[START Supplied data]
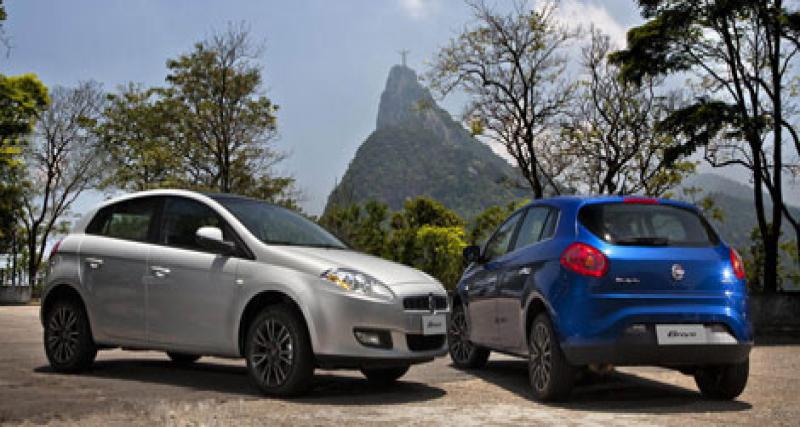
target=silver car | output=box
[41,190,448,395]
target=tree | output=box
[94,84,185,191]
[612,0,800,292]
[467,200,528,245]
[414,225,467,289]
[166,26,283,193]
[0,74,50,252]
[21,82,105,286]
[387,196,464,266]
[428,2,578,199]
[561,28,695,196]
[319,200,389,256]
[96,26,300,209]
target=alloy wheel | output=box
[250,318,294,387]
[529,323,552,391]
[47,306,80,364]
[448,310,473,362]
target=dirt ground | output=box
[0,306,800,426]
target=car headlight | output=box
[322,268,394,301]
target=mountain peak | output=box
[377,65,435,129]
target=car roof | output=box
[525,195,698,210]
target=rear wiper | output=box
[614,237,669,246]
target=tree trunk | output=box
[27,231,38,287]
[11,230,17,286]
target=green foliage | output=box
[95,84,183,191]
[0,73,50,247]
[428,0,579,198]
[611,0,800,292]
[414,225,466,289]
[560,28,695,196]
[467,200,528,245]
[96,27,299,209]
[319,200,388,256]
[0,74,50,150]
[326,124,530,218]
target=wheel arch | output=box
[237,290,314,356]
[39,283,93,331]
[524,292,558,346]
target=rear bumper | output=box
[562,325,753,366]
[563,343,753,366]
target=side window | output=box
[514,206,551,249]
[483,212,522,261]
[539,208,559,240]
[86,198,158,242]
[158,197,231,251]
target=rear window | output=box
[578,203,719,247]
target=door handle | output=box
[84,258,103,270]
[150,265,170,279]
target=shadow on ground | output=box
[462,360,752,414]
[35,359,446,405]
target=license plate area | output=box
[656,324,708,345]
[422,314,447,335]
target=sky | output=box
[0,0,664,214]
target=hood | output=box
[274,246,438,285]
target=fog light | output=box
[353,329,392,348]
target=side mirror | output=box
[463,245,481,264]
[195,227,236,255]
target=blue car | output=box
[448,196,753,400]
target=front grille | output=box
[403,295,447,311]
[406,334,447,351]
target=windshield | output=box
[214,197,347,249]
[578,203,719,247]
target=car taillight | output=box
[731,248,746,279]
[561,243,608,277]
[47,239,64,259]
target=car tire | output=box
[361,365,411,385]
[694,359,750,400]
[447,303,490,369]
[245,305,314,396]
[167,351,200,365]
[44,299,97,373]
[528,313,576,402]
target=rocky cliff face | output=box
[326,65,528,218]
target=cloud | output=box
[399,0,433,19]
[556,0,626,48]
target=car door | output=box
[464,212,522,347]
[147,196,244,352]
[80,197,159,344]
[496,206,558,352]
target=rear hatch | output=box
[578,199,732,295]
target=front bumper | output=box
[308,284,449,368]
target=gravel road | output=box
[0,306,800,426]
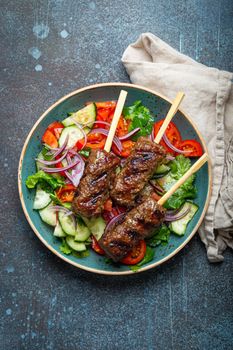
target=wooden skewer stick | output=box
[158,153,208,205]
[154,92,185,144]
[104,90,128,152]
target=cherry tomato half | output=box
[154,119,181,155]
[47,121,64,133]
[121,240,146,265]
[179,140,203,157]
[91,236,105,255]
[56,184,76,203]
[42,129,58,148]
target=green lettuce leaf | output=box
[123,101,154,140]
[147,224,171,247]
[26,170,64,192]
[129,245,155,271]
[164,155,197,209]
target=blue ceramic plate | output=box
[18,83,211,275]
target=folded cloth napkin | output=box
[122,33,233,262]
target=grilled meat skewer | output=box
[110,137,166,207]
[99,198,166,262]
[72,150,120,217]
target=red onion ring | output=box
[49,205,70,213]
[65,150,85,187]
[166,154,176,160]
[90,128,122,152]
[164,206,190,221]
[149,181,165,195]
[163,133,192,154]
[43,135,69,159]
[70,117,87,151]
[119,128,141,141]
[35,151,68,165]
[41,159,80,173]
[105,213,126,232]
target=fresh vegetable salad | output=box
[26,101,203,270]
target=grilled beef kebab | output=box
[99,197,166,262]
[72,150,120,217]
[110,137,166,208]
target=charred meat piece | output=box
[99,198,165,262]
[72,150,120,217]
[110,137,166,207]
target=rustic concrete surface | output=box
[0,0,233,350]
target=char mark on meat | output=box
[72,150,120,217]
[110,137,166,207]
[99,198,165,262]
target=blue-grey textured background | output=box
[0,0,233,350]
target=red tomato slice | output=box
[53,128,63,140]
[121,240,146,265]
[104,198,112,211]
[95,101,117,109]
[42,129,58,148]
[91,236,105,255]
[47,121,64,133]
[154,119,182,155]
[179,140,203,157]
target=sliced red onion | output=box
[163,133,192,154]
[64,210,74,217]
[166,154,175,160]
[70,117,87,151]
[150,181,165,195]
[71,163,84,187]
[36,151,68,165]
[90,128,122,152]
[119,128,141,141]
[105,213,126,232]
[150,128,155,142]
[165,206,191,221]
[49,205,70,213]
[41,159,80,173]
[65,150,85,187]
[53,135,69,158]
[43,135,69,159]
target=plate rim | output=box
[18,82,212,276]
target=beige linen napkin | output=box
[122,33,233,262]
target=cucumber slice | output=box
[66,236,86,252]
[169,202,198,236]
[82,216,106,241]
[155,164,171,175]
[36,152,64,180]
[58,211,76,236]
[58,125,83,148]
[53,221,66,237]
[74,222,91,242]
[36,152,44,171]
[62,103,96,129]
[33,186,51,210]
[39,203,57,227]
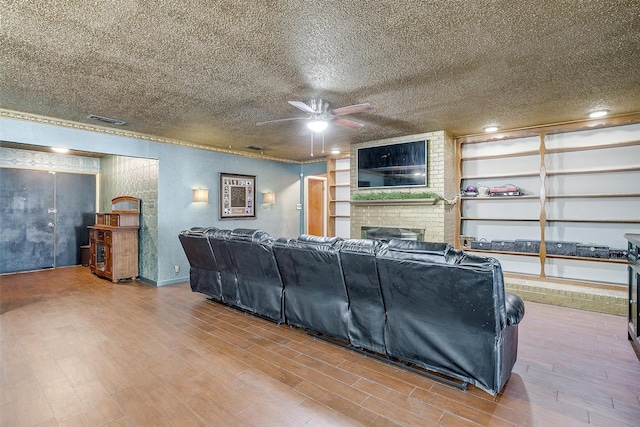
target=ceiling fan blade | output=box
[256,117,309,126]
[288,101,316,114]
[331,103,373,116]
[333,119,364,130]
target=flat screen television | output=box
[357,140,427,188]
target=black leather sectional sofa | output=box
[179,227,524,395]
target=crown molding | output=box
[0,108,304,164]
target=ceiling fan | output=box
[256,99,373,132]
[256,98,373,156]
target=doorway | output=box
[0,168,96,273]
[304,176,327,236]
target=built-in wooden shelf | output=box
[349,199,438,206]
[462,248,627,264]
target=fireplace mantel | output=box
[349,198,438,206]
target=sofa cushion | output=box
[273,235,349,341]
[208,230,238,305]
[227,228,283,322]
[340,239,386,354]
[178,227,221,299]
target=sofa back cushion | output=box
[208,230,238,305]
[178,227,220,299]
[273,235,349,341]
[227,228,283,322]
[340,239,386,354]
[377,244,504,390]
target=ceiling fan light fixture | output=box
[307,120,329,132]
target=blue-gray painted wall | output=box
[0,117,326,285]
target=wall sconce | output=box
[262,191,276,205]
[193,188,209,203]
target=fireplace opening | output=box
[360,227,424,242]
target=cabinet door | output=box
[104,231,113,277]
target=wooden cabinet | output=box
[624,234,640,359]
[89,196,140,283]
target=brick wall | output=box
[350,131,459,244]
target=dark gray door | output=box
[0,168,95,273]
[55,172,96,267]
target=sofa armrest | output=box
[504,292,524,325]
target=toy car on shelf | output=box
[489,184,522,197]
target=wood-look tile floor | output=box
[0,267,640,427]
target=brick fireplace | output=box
[END Supplied data]
[START Supplied data]
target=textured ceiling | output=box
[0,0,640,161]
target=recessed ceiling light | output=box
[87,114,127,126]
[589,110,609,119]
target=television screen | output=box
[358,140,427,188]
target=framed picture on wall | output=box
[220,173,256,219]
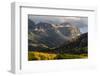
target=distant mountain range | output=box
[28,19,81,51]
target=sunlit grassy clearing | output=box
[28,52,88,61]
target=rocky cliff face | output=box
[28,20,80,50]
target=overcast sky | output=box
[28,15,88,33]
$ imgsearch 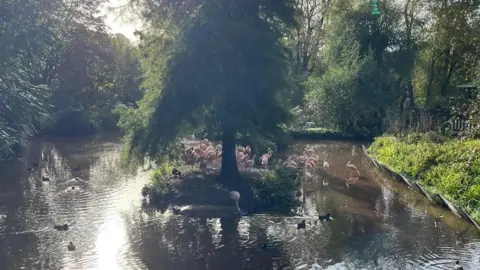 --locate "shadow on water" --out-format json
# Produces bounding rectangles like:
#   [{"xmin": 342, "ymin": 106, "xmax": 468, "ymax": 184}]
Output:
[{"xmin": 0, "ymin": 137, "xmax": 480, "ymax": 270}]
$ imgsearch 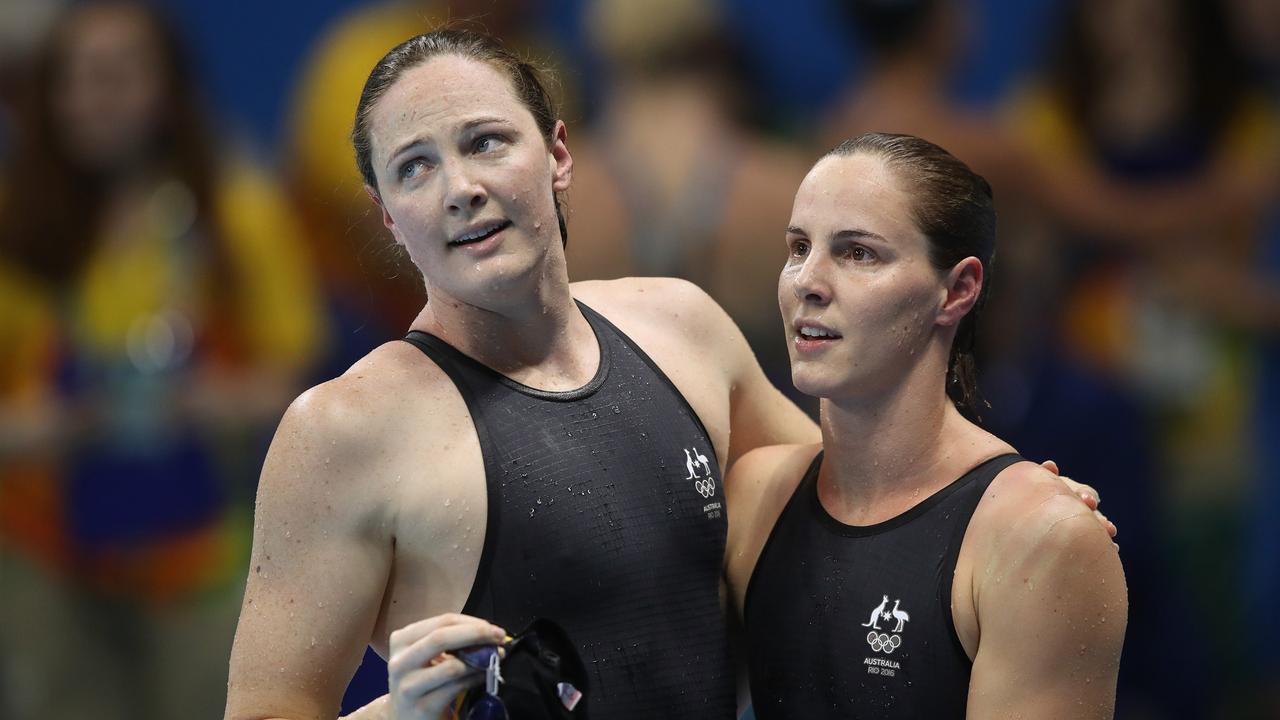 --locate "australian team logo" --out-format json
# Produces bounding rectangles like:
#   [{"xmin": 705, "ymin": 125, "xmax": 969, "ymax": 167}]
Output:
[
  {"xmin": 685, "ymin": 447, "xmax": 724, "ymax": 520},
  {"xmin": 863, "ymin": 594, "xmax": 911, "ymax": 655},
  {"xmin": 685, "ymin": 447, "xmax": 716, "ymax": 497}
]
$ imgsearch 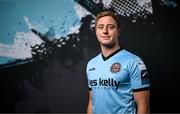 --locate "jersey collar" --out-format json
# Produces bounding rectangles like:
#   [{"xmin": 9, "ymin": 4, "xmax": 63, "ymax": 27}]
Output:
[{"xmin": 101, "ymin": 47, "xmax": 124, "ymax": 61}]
[END Supplied data]
Reproduce only the lines running from the one containing "target=rear window | output=box" down to the one containing "[422,314,447,335]", inclusive, substituting "door latch" for "door handle" and leaving everything else unchanged.

Solution to this task —
target=rear window | output=box
[578,203,719,247]
target=door latch | output=box
[84,258,103,270]
[150,265,170,279]
target=shadow on ground | output=box
[462,360,752,414]
[35,359,446,405]
target=license plate area | output=box
[656,324,708,345]
[422,314,447,335]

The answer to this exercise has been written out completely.